EXERCISE BRIEF
Rewrite every line of the records below, requests included, increasing each box coordinate in the answers by 34. Leave the pictures out of your output.

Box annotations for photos
-=-=-=-=-
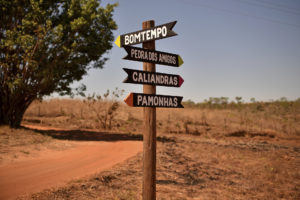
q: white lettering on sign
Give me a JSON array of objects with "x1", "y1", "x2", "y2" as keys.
[
  {"x1": 131, "y1": 71, "x2": 179, "y2": 86},
  {"x1": 124, "y1": 26, "x2": 168, "y2": 45},
  {"x1": 130, "y1": 49, "x2": 158, "y2": 62},
  {"x1": 159, "y1": 53, "x2": 176, "y2": 65},
  {"x1": 137, "y1": 95, "x2": 178, "y2": 107},
  {"x1": 132, "y1": 72, "x2": 138, "y2": 81}
]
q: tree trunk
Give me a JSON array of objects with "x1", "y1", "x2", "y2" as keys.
[{"x1": 0, "y1": 87, "x2": 35, "y2": 128}]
-=-=-=-=-
RESPONSE TO THIS TASK
q: white lettering on sign
Give me a JSON array of objects with "x1", "y1", "x2", "y2" as keys.
[
  {"x1": 165, "y1": 105, "x2": 213, "y2": 120},
  {"x1": 158, "y1": 60, "x2": 202, "y2": 79},
  {"x1": 164, "y1": 83, "x2": 192, "y2": 96},
  {"x1": 193, "y1": 87, "x2": 210, "y2": 99},
  {"x1": 171, "y1": 129, "x2": 212, "y2": 141},
  {"x1": 166, "y1": 106, "x2": 172, "y2": 115}
]
q: tree trunk
Give me a JSON array of objects with "x1", "y1", "x2", "y2" as keys.
[{"x1": 34, "y1": 121, "x2": 69, "y2": 162}]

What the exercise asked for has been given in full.